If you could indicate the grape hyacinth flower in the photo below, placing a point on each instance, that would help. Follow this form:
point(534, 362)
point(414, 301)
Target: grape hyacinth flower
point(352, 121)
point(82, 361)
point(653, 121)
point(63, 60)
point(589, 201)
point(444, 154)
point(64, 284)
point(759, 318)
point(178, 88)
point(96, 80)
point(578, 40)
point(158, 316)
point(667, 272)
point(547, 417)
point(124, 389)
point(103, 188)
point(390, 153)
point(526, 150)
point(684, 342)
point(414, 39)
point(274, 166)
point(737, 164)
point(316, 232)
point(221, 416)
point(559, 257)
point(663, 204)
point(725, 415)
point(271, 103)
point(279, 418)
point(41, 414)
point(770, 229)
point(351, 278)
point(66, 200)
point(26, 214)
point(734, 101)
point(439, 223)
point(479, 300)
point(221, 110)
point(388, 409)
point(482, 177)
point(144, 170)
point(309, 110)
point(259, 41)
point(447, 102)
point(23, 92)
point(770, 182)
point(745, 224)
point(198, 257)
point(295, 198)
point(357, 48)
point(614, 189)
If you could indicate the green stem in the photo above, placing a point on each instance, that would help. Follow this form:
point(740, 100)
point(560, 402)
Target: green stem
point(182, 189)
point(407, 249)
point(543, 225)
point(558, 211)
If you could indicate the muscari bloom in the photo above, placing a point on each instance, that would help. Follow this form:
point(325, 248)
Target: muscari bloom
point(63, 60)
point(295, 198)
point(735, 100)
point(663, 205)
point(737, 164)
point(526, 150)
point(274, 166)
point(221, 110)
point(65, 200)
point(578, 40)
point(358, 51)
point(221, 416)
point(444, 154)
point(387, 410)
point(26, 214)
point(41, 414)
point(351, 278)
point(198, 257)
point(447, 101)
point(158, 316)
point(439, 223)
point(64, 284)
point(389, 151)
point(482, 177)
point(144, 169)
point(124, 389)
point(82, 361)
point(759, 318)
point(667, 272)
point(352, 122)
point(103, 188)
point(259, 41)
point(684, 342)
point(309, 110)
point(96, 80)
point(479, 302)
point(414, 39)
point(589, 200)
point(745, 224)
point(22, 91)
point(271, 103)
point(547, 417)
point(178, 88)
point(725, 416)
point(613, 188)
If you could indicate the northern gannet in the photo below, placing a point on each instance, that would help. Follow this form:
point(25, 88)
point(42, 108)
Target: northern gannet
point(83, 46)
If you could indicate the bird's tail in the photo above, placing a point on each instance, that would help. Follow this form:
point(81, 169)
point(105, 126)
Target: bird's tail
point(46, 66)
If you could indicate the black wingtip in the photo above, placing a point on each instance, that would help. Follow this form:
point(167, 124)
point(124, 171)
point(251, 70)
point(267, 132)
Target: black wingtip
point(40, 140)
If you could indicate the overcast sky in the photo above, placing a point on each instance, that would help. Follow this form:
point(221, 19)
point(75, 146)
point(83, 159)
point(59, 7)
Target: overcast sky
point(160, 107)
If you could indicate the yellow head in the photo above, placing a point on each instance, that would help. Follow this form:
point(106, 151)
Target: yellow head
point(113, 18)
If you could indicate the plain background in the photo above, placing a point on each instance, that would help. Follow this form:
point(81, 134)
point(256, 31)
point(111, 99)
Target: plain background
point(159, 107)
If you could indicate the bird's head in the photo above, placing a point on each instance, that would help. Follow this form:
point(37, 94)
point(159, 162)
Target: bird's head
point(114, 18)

----

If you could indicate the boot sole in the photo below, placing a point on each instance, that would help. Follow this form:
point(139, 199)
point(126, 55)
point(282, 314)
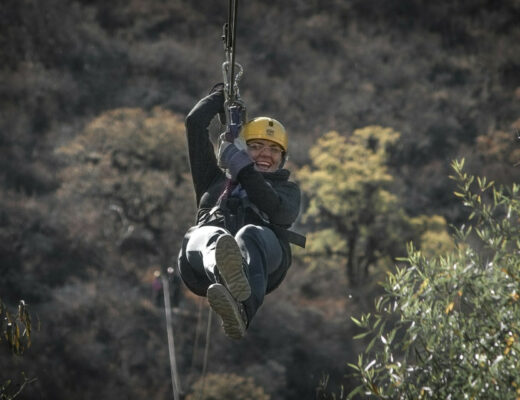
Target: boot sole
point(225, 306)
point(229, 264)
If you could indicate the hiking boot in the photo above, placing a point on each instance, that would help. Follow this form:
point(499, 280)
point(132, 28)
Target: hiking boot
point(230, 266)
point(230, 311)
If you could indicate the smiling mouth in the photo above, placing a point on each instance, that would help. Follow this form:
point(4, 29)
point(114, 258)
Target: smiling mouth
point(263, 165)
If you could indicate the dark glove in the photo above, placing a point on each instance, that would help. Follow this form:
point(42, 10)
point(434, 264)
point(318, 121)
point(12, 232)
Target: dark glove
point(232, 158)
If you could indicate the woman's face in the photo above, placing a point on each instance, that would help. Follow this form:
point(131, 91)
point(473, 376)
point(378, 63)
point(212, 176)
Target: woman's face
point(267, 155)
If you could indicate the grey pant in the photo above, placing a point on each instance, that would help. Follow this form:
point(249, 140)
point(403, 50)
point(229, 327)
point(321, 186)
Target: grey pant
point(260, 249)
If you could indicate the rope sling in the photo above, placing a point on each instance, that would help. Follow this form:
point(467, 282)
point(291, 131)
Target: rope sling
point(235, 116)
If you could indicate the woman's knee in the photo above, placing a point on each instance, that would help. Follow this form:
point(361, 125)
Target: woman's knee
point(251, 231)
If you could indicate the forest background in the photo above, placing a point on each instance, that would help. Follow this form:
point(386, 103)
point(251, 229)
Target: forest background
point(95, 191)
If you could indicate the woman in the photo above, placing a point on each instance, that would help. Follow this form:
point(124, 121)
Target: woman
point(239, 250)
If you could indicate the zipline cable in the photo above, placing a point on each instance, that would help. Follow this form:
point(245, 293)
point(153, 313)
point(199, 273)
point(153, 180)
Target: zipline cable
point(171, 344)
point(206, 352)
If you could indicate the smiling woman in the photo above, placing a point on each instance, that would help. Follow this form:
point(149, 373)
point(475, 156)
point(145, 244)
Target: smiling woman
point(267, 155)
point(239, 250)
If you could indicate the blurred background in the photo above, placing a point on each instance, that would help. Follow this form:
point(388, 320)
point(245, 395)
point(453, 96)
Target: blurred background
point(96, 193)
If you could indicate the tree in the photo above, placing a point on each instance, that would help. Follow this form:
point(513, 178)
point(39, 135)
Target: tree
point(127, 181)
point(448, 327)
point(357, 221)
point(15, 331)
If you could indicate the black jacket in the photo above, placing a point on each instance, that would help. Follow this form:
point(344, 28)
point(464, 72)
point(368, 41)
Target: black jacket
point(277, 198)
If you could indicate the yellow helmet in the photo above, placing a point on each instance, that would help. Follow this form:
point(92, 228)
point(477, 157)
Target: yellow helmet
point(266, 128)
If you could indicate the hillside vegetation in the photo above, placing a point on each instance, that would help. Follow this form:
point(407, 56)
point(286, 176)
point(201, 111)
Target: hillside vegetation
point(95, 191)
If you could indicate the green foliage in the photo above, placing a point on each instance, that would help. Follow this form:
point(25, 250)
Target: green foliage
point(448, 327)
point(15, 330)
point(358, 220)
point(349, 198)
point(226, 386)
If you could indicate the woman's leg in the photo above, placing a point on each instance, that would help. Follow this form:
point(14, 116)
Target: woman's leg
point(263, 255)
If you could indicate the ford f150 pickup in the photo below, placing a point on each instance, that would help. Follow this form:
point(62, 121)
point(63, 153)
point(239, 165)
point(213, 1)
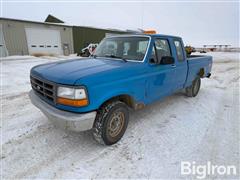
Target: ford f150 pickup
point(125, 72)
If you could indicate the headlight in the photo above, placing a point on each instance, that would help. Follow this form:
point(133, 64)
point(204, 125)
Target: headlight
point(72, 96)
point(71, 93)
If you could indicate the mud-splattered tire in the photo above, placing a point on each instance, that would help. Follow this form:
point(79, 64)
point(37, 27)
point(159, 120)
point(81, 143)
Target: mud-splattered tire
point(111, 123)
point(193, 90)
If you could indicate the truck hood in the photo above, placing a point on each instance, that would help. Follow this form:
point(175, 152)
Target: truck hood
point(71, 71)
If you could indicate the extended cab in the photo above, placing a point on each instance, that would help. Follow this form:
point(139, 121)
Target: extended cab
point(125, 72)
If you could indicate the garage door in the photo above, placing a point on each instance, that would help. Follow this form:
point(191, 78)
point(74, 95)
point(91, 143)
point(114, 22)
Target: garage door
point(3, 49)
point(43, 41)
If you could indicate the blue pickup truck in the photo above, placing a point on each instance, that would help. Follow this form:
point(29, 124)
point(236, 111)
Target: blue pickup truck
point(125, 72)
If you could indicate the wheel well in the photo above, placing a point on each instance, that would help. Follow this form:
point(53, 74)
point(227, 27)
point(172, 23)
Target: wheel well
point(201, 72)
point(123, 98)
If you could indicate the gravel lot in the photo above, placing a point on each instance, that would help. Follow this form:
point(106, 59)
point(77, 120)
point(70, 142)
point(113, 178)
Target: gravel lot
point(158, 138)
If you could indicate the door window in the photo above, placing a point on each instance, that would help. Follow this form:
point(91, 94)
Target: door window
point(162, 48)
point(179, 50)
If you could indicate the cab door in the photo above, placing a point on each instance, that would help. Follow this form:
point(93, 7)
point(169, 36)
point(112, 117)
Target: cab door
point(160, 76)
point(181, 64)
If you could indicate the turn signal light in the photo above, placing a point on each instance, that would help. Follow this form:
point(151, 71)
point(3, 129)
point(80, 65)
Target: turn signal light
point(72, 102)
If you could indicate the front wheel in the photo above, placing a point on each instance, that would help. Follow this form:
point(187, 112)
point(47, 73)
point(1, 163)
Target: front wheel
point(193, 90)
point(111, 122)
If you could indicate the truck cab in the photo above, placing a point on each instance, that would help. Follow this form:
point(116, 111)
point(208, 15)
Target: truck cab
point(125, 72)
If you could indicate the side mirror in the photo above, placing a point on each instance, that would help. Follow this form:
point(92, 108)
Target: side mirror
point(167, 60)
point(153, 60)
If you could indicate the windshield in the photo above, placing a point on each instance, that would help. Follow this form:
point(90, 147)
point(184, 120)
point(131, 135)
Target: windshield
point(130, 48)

----

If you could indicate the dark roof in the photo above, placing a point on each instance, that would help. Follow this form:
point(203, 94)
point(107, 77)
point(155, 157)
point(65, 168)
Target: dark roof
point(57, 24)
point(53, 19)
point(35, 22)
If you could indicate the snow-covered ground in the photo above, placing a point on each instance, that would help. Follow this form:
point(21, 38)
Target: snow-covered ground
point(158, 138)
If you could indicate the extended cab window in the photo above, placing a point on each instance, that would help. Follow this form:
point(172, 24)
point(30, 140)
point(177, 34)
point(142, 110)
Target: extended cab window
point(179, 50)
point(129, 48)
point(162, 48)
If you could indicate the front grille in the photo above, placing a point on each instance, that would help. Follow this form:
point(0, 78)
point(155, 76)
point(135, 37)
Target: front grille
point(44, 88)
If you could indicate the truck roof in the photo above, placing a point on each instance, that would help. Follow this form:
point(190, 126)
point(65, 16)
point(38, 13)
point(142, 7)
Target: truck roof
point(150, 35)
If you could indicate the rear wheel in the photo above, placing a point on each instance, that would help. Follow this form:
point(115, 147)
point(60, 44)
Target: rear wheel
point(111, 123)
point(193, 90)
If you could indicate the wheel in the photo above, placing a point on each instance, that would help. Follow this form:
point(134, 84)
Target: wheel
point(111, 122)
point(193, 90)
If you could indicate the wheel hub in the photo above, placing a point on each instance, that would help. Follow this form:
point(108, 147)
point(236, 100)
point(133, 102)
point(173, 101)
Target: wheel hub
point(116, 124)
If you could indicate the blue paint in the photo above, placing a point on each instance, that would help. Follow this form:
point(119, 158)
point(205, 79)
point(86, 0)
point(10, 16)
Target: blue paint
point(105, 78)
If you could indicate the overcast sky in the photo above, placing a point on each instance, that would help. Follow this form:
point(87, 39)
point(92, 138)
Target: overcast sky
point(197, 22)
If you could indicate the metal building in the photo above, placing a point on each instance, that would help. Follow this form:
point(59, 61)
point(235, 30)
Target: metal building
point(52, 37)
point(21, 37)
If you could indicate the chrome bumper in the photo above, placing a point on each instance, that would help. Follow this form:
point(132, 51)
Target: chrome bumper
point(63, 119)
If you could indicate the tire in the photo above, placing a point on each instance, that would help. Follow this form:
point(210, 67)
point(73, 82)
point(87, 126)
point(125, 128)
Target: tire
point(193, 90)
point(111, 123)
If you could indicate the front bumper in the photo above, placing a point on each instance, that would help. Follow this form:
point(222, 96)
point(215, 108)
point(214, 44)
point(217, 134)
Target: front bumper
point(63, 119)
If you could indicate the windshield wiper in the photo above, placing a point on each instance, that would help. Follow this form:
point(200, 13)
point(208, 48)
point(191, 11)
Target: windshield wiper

----

[WRITTEN TASK] Return every line of the items above that contains the word "glove", matching case exactly.

[THE RESPONSE]
If you could indicate the dark glove in the photo above, placing a point on each instance, that would help. Follow this form:
Target: dark glove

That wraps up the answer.